**EXERCISE OBJECTIVE**
Count the lines in the records below that contain the word "Trace", and reply with the number alone.
****************
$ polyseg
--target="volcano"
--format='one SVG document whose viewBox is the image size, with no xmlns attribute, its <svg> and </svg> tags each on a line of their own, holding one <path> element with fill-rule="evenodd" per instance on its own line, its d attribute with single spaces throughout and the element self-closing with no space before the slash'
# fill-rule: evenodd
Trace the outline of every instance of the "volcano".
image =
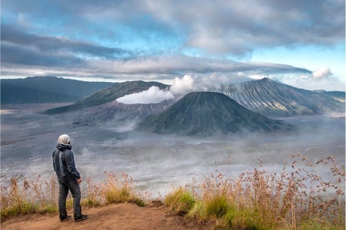
<svg viewBox="0 0 346 230">
<path fill-rule="evenodd" d="M 283 122 L 253 112 L 223 93 L 194 92 L 164 112 L 144 119 L 137 128 L 158 134 L 212 135 L 269 132 L 284 126 Z"/>
</svg>

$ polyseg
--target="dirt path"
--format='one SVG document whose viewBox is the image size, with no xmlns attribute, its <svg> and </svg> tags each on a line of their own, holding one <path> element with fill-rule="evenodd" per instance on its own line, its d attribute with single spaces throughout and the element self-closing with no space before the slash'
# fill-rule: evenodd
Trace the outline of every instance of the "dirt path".
<svg viewBox="0 0 346 230">
<path fill-rule="evenodd" d="M 68 211 L 71 215 L 72 210 Z M 88 219 L 61 223 L 57 214 L 32 214 L 13 217 L 1 223 L 5 230 L 209 230 L 195 220 L 170 213 L 159 203 L 140 207 L 134 204 L 112 204 L 84 208 Z"/>
</svg>

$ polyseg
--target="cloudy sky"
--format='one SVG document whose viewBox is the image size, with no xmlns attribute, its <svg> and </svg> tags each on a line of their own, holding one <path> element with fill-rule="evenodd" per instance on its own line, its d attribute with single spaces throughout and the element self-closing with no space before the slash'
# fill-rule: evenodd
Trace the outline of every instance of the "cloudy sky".
<svg viewBox="0 0 346 230">
<path fill-rule="evenodd" d="M 1 0 L 2 78 L 186 75 L 344 91 L 345 1 Z"/>
</svg>

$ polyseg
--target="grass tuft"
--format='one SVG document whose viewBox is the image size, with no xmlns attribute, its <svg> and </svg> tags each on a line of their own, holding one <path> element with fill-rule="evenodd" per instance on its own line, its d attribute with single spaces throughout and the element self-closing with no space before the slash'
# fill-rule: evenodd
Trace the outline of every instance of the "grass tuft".
<svg viewBox="0 0 346 230">
<path fill-rule="evenodd" d="M 179 187 L 168 194 L 165 198 L 165 204 L 179 215 L 187 214 L 195 203 L 192 194 L 183 187 Z"/>
</svg>

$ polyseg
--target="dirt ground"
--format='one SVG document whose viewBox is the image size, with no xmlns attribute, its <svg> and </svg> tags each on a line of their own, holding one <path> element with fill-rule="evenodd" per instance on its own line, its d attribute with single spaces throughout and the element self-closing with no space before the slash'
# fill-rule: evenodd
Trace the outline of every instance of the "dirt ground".
<svg viewBox="0 0 346 230">
<path fill-rule="evenodd" d="M 72 210 L 68 211 L 73 216 Z M 132 203 L 112 204 L 84 208 L 89 218 L 75 222 L 73 218 L 60 222 L 57 213 L 31 214 L 13 217 L 1 223 L 5 230 L 210 230 L 197 221 L 170 213 L 159 202 L 144 207 Z"/>
</svg>

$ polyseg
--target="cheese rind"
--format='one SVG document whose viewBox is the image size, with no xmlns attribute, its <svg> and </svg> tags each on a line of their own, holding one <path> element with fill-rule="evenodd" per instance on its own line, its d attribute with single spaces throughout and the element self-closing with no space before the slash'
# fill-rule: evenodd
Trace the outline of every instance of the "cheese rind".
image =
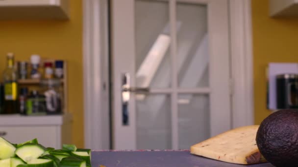
<svg viewBox="0 0 298 167">
<path fill-rule="evenodd" d="M 266 162 L 256 145 L 258 125 L 238 127 L 192 146 L 192 154 L 239 164 Z"/>
</svg>

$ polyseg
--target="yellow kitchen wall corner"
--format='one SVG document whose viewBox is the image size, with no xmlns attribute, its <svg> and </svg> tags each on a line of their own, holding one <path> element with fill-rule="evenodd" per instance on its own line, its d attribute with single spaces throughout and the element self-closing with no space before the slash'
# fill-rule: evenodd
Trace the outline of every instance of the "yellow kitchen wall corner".
<svg viewBox="0 0 298 167">
<path fill-rule="evenodd" d="M 15 59 L 29 60 L 31 54 L 68 62 L 69 112 L 73 118 L 72 144 L 84 147 L 82 73 L 82 0 L 69 3 L 69 20 L 11 20 L 0 21 L 0 78 L 7 52 Z"/>
<path fill-rule="evenodd" d="M 268 63 L 298 63 L 298 19 L 271 17 L 269 5 L 269 0 L 251 0 L 255 124 L 273 112 L 266 106 Z"/>
</svg>

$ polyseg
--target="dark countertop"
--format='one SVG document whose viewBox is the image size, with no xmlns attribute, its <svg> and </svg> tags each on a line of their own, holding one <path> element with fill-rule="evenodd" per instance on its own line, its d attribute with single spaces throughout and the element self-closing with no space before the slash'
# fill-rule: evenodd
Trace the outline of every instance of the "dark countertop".
<svg viewBox="0 0 298 167">
<path fill-rule="evenodd" d="M 92 151 L 92 167 L 273 167 L 270 163 L 238 165 L 191 154 L 189 150 Z"/>
</svg>

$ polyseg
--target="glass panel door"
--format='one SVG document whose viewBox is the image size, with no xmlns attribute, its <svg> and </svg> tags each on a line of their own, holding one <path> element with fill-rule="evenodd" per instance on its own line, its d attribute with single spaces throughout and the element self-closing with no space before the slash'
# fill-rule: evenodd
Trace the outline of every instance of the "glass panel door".
<svg viewBox="0 0 298 167">
<path fill-rule="evenodd" d="M 228 129 L 227 1 L 112 2 L 113 148 L 189 149 Z"/>
</svg>

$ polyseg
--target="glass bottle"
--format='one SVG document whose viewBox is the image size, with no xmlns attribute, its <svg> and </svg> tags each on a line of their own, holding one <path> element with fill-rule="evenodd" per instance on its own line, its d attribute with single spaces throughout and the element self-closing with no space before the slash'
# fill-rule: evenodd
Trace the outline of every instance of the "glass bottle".
<svg viewBox="0 0 298 167">
<path fill-rule="evenodd" d="M 4 89 L 4 114 L 14 114 L 18 112 L 18 74 L 14 67 L 12 53 L 7 56 L 7 66 L 3 73 Z"/>
</svg>

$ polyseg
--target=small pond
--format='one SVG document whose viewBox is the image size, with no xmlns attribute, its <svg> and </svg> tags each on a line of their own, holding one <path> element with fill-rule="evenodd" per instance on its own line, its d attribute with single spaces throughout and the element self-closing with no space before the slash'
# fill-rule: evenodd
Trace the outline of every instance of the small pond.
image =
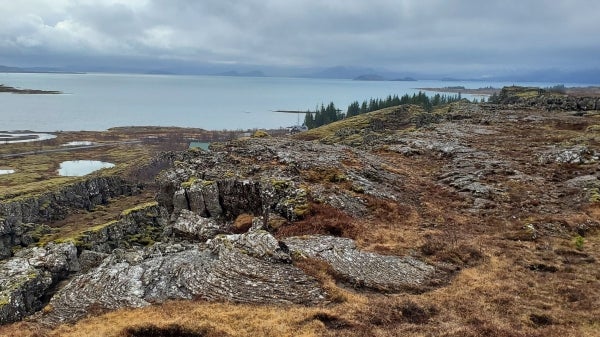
****************
**SOLUTION FOR THIS TASK**
11